* [Exercise details]
Transcribe the data below verbatim from the line with "[[254, 50]]" to the line with "[[149, 725], [343, 208], [340, 1066]]". Include both of those lines.

* [Given records]

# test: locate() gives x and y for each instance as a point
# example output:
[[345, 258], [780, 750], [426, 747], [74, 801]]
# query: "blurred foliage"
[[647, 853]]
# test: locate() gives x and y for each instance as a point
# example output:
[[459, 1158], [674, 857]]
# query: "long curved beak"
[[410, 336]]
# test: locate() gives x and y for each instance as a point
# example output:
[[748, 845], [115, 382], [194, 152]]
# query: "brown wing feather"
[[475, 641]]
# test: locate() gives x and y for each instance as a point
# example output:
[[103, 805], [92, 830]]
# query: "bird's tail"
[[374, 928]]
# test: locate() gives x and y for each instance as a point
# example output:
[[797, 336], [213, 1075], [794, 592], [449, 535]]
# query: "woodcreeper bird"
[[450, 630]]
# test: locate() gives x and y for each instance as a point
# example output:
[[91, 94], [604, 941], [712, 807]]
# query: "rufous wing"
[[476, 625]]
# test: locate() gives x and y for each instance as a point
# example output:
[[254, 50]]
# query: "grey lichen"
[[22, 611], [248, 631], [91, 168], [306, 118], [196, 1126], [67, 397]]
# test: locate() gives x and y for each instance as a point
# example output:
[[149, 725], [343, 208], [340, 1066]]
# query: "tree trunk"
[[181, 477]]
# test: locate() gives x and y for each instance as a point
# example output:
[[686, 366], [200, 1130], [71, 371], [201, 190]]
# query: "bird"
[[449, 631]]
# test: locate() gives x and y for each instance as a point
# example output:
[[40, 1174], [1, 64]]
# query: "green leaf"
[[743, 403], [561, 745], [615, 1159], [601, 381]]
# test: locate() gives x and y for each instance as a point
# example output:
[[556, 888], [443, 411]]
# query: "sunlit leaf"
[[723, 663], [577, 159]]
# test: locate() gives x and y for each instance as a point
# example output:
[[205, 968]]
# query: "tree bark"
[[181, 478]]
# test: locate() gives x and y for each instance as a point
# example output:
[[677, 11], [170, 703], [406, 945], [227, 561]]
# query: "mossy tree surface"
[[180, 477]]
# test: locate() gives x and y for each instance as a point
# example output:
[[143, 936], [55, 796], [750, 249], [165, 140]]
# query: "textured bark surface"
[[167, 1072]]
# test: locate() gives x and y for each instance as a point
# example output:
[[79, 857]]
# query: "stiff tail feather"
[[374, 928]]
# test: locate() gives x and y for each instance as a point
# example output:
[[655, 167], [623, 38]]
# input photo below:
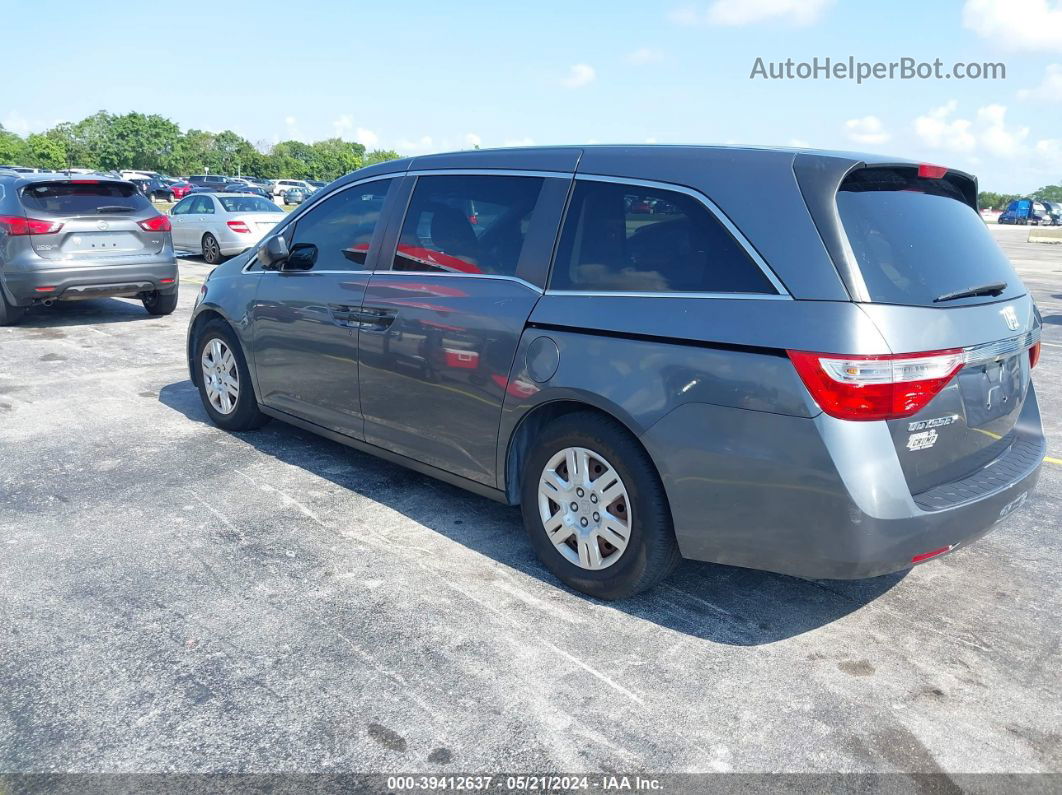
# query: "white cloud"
[[343, 125], [988, 132], [1048, 153], [420, 147], [645, 55], [15, 122], [994, 135], [366, 138], [748, 12], [1049, 88], [937, 131], [579, 75], [868, 130], [1031, 24]]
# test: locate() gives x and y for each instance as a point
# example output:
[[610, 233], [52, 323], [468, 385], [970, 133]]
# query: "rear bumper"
[[233, 242], [75, 281], [815, 498]]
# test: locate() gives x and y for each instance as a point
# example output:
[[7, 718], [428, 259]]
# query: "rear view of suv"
[[69, 238], [811, 363]]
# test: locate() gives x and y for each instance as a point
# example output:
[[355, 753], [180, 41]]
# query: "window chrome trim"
[[497, 277], [1000, 348], [491, 172], [650, 294], [738, 236]]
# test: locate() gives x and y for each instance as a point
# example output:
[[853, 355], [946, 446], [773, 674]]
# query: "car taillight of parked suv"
[[69, 238], [811, 363]]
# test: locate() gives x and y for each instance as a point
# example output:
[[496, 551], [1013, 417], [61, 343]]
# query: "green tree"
[[45, 153], [12, 148], [141, 142], [333, 157], [380, 155]]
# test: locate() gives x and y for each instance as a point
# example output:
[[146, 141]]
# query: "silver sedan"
[[220, 225]]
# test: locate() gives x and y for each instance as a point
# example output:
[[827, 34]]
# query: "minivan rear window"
[[629, 238], [82, 197], [917, 240]]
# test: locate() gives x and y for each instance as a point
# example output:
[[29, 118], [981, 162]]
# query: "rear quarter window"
[[917, 240], [624, 238], [75, 199]]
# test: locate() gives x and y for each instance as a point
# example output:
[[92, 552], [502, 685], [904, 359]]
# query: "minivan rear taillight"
[[156, 223], [886, 386], [16, 225]]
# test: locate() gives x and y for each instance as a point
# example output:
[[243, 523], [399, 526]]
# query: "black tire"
[[158, 303], [244, 415], [211, 249], [161, 301], [651, 552], [10, 314]]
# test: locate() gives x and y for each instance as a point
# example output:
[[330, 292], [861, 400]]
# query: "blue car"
[[1021, 211]]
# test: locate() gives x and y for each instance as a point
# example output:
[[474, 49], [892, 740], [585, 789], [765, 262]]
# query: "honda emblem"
[[1010, 317]]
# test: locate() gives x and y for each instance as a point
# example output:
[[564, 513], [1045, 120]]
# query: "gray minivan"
[[66, 238], [811, 363]]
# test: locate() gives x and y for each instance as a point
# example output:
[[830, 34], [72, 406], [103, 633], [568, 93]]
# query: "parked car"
[[156, 190], [210, 182], [824, 369], [1052, 213], [247, 188], [1022, 211], [281, 186], [69, 238], [295, 195], [220, 225]]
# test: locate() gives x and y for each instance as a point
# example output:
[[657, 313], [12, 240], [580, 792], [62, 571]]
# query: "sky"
[[422, 75]]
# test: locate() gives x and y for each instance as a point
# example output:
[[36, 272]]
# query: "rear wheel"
[[595, 508], [224, 381], [211, 249], [158, 303]]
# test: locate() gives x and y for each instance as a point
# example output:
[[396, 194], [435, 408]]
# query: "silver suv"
[[68, 238], [814, 363]]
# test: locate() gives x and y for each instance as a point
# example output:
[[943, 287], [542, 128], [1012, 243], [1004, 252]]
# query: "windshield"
[[917, 240], [80, 197], [247, 204]]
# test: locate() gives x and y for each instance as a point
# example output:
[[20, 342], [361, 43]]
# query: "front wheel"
[[224, 381], [595, 508]]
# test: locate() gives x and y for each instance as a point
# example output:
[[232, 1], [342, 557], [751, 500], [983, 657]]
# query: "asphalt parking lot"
[[174, 598]]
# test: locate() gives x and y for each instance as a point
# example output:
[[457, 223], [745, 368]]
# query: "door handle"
[[372, 318], [344, 315]]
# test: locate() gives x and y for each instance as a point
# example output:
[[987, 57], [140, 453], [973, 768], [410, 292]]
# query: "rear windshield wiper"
[[994, 288]]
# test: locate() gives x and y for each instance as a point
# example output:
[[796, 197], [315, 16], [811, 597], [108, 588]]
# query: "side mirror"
[[303, 257], [273, 254]]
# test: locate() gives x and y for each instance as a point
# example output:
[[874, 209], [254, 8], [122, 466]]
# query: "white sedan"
[[220, 225]]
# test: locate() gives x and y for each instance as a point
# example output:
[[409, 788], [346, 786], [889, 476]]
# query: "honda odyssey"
[[811, 363]]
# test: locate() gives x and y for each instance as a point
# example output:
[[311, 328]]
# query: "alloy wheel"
[[221, 378], [584, 508]]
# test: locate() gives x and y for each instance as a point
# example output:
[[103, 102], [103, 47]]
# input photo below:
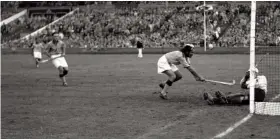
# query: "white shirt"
[[260, 82]]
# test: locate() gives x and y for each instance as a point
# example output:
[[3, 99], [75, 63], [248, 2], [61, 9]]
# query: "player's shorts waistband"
[[55, 55]]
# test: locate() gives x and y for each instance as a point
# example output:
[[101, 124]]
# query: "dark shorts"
[[259, 95]]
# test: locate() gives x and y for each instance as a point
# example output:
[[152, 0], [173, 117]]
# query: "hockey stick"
[[46, 60], [220, 82]]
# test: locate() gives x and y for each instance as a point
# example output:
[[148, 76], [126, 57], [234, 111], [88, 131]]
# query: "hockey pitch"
[[111, 97]]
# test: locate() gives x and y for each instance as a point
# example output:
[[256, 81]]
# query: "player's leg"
[[210, 99], [37, 57], [238, 98], [242, 98], [177, 74], [171, 77], [65, 70], [140, 55], [37, 60], [62, 66]]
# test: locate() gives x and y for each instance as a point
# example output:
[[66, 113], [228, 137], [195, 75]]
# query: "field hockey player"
[[56, 51], [167, 65]]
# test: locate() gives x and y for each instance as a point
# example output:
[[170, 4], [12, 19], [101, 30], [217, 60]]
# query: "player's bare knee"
[[172, 77], [65, 71], [178, 77]]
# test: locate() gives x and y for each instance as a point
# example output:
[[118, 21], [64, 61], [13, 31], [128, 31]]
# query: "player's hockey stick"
[[49, 59], [220, 82]]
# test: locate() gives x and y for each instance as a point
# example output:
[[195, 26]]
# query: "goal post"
[[252, 55], [264, 52]]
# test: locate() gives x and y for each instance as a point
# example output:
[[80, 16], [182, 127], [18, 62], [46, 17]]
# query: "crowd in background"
[[108, 26]]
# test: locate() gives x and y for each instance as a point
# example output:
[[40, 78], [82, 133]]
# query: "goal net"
[[265, 55]]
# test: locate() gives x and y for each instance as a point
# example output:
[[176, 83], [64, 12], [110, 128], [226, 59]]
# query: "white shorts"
[[59, 61], [37, 55], [163, 65]]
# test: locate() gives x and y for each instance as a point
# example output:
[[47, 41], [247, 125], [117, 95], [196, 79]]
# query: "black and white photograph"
[[140, 69]]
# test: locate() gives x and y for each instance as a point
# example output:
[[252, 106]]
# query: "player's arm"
[[186, 65], [32, 50], [195, 74], [63, 49], [46, 50]]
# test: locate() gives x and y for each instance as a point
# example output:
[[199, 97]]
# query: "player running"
[[37, 51], [241, 98], [140, 47], [167, 65], [56, 50]]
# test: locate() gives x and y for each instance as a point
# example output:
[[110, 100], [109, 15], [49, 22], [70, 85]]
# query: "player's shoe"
[[163, 96], [161, 85], [65, 84], [222, 97], [209, 99]]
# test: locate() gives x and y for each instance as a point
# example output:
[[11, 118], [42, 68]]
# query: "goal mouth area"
[[267, 108]]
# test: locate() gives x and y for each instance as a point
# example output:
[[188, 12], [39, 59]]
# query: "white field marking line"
[[276, 97], [245, 119]]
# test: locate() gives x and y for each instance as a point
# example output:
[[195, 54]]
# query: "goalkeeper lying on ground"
[[244, 97]]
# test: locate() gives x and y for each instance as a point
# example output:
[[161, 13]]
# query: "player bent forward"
[[167, 65], [56, 51], [37, 51], [241, 98]]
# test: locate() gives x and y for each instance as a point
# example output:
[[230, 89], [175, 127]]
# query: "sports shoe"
[[65, 84], [209, 99], [222, 97], [163, 96], [161, 85]]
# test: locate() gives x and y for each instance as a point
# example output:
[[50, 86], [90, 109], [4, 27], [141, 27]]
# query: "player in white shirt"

* [Task answer]
[[254, 50]]
# query: "grey lichen"
[[22, 611], [248, 631], [91, 168], [306, 118], [196, 1126], [67, 397]]
# test: locate() gives x and y for each instance as a point
# example output:
[[149, 725], [343, 208], [340, 1066]]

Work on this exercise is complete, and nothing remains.